**What needs to be done**
Repeat, exactly as written, all of the entries, but not their pictures.

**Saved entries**

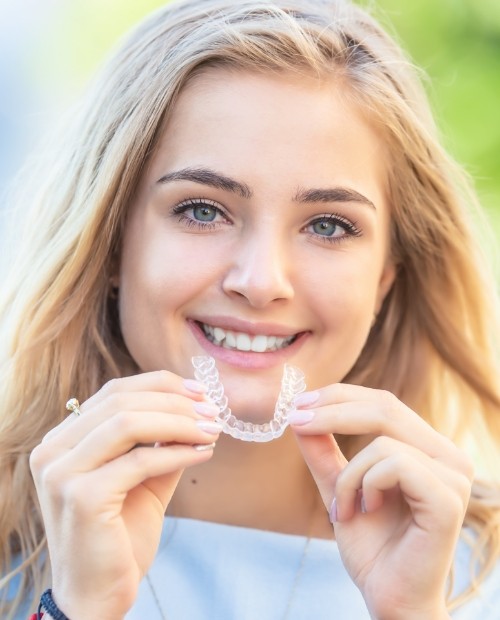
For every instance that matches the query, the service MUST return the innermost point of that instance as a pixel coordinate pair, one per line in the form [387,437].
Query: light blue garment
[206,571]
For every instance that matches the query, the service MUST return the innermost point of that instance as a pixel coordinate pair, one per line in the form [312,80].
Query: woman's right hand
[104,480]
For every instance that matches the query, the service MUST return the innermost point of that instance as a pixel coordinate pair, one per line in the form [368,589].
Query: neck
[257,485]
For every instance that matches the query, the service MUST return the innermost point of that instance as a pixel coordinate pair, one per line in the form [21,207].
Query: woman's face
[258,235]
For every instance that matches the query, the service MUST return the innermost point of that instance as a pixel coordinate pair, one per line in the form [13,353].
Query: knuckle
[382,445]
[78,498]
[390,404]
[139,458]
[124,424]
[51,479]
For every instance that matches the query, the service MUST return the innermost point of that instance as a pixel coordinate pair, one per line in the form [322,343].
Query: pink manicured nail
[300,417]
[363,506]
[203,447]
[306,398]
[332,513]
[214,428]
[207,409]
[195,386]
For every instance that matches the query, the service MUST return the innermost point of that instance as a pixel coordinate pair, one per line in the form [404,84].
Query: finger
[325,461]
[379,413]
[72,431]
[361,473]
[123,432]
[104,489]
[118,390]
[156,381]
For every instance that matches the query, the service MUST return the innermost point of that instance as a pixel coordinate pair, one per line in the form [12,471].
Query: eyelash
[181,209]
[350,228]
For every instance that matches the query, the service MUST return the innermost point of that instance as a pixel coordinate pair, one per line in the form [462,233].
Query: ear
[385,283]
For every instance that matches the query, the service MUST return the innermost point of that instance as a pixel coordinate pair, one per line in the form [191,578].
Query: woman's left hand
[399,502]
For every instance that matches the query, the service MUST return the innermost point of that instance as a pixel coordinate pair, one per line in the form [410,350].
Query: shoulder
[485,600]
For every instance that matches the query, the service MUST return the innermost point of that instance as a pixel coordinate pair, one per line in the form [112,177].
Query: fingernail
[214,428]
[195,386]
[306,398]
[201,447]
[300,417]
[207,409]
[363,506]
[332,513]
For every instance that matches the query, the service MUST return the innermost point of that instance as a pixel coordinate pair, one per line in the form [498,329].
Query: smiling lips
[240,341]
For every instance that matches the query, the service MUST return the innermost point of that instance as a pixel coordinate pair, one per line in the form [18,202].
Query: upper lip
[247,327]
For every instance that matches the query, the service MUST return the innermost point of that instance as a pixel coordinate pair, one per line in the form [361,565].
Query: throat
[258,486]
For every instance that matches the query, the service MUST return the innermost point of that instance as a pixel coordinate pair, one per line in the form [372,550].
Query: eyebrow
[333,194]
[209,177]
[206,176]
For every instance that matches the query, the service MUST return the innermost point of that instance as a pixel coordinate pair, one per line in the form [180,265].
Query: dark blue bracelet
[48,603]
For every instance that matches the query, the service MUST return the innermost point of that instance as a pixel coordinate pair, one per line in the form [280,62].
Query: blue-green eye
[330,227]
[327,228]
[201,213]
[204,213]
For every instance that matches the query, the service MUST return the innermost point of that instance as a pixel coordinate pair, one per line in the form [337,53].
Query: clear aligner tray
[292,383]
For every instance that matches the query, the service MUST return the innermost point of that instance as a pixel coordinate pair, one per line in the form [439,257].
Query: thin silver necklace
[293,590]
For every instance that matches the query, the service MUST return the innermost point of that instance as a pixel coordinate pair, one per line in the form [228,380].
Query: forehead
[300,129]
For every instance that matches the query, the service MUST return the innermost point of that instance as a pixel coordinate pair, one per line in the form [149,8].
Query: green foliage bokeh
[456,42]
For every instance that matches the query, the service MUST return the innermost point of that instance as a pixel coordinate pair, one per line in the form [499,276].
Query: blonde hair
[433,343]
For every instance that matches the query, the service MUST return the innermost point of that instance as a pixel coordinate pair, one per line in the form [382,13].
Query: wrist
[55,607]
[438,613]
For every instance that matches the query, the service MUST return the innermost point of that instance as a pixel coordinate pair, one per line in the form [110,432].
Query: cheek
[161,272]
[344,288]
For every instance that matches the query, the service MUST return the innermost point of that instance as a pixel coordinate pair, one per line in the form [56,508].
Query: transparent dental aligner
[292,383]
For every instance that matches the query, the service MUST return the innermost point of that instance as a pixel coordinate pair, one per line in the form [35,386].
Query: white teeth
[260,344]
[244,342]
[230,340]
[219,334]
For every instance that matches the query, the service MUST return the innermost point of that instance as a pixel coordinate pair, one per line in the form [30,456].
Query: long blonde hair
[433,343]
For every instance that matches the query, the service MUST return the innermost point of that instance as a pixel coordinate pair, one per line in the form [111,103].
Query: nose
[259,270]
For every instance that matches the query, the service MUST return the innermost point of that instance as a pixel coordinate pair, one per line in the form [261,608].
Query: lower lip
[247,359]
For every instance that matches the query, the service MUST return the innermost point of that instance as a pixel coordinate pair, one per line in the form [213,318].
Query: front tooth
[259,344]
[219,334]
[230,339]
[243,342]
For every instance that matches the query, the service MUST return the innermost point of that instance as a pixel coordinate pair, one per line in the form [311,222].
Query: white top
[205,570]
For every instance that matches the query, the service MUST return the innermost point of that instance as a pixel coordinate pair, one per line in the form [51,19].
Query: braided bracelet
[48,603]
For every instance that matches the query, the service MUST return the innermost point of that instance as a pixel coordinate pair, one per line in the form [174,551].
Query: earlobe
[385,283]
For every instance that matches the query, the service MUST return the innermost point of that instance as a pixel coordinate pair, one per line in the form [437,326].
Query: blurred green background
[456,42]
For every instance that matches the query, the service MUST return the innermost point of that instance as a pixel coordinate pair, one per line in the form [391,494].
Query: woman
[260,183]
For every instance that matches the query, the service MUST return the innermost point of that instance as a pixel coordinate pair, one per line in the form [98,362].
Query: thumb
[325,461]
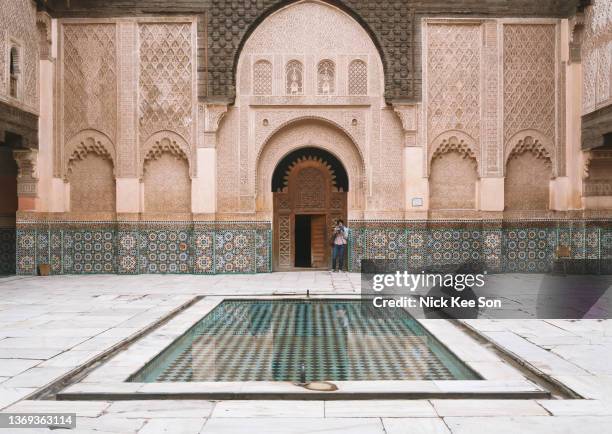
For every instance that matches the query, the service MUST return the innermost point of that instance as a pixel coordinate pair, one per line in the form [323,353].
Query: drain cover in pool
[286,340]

**Task result**
For every instance that matches the query, the service MUST return the innermost point of that instance as a pixel coordinate pair, one per line in the form [387,437].
Query: light blue garment
[206,571]
For every instance that matches the query, the service MUST return the innermost point of that instance as a pixel coordinate pair, one per line in the form [312,80].
Query: woman's right hand
[104,480]
For every instance that matches the query, the service MUST return the innermost point of that instance as a pixel coordinate pair, one per line in the form [368,589].
Query: neck
[257,485]
For every instance that matches the query, the service MUST return the innermost point of that instance as a pixel coordinate pair, one per line in the form [21,207].
Query: woman's face
[258,235]
For every instance that matches the query, the service MUST return the innermost point of that instance as a pixel coordinate pair, one per line in the form [13,353].
Query: knuckle
[382,445]
[78,498]
[390,404]
[139,458]
[124,424]
[51,479]
For every instance that matches the query, the service MUST return the innermost point of that instance as a pixel coordinate pair, one per line in the form [322,343].
Query: pink manicured nail
[300,417]
[363,506]
[203,447]
[306,398]
[332,513]
[214,428]
[207,409]
[195,386]
For every instance that matches the query, the service MUST return the innermost point of that instance as a pixel coordinate pair, one per line in the form [404,84].
Query: finger
[325,461]
[379,413]
[72,431]
[361,473]
[123,432]
[104,489]
[118,390]
[156,381]
For every instance that matches the query, the service MUST return the innermost point of that instance as a pixel coordinate pair, one per line in the form [12,471].
Query: eyelash
[181,209]
[350,228]
For every instance that matches the query, the service MUST return the innermost point of that instance as a pixel coordinate pair, one per line in the form [462,233].
Query: ear
[385,283]
For every instance that matches the query, the service MUST return the innermost point of that instance as a pixel coordinate pair, one per line in the form [191,578].
Query: woman's left hand
[399,502]
For every instance that matches the query, the service MUST return the innermost point of that instance as a pixel coordinate pair, one per line in the form [410,350].
Query: shoulder
[485,600]
For every instance that matches the query, the service MUST return the innermost point of that instance as a pixel coordinate pair, one per line in the form [112,177].
Query: fingernail
[214,428]
[195,386]
[306,398]
[201,447]
[300,417]
[207,409]
[363,506]
[332,513]
For every instance that matches the query, the service MUST return the innermost point of that instance as a pixel coordinate pair, one per line in the form [498,329].
Query: smiling lips
[240,341]
For every instance that matches the query, the service MUST return the innermost point of that instance as a pixel coordinate pair, one per line in the form [18,202].
Query: upper lip
[247,327]
For every instance that matches the query, the service MUST return the innermost point of that instance as a pixel coordinate pair, one per line in the form [361,565].
Query: throat
[258,486]
For every instance that matches the query, the service MUST return the innermost point of that instance as a pixel coordinate pair, one per line in the form [372,550].
Query: eyebrow
[333,194]
[209,177]
[206,176]
For every instance that matches the query, the service MUST return the innermost point of that instance as a pixel coordinate pair, one per line in the form [180,265].
Query: dark blue bracelet
[48,603]
For every instance that matches the query, the service MUST return the innermost point of that instance as a pixel coordinate pair, one per line in the form [280,62].
Query: blue-green eye
[330,227]
[327,228]
[201,213]
[204,213]
For every instance that matches the query, the service MUST return the innermost point of that instance as a pixel coordinate pair, one per line in the form [337,53].
Query: clear aligner tray
[292,383]
For every instance that matches the query, the service MUST return the innermost point of that instance as a pixel coordinate pair, one per line in the form [439,257].
Query: thin silver necklace
[293,590]
For every instance that matches the query, the service MUST return the innermost point of that instance as a pixel coordinate pair, one per line in the form [228,380].
Query: forehead
[300,129]
For every instance that matches the query, the service MUST return the innermost point of that instance as a pixel coordinate pair, one per line in the form [149,8].
Query: green foliage bokeh
[456,42]
For every instance that matches the query, the service MUST return the innermost point of that instance as a pixel coordinate pair, one per line in the form [499,276].
Query: blonde hair
[433,343]
For every instance that matches the query, the service MUST return the innermost point of that instance as a pixel coordinate pair, one per line in the form [382,13].
Query: wrist
[55,607]
[438,613]
For every instance that matches the query, the service MUST return the innermost point of that instance as a pixel coordinate pair, one per line in the form [110,432].
Query: cheek
[161,272]
[344,288]
For every instance that matches the query, the service MUST return the innermost point of that instance as a pixel coordinate pair, one per line in the form [56,508].
Query: transparent dental aligner
[292,383]
For every instance that matches the query, the service MUST return the innermost point of that instance as a pixel coordinate pair, one per line in the form [35,386].
Query: white teeth
[260,344]
[244,342]
[230,340]
[219,334]
For every instance that matches the query, the service MUST return the innermost point of that instance as a pixel coordinate pair, one per line in the form [30,456].
Query: long blonde hair
[433,343]
For every instance that matches the query, the service MUST return the innermost point of that instance as a pixel coordinate pair, one per line in the form [111,103].
Query: nose
[259,270]
For every instance that matches the query, the service MUST return the innermost point of that instance as a pixel coordinate pair, one per line in the form [261,608].
Query: lower lip
[247,359]
For every instance that matches the query, the service MUST return the innermost point of that instance as a pixel coordinate pair, one per line in the form [213,318].
Query: front tooth
[259,344]
[219,334]
[230,339]
[243,342]
For every instance that matches the query, the service MUST return the innermost point of that instance as a pixel coordinate pair, one per line in the form [311,222].
Query: white top
[205,570]
For every instance that matches the query, the service MUST return the innermost point of that instance as a pixel coordinate pair, one per line in the form [51,19].
Query: braided bracelet
[48,603]
For every instance that matches the query, the service MUST return the innermost point of that instance as a pixel coordinate pair, one per line in the form [174,551].
Query: earlobe
[385,283]
For every instance that matches the query, the service MUST return the innermost point of that instance as a pixel coordinate pair, one per line in the form [437,326].
Query: blurred green background
[456,42]
For every instance that matches the query, the service MUST return the innermost point of that instance as a pixel coordinate pair, one per line in the form [391,494].
Query: woman
[260,183]
For every instance that matches the query, the service MUST return the innermost point of that instance as a pixel coordinate pair, one per line in the form [98,362].
Query: thumb
[325,461]
For every instance that matches the query, the service MUST return the innermost point of that instance as a pixel coordinate pair, one per line in the form [323,353].
Query: drain cover in pool
[286,340]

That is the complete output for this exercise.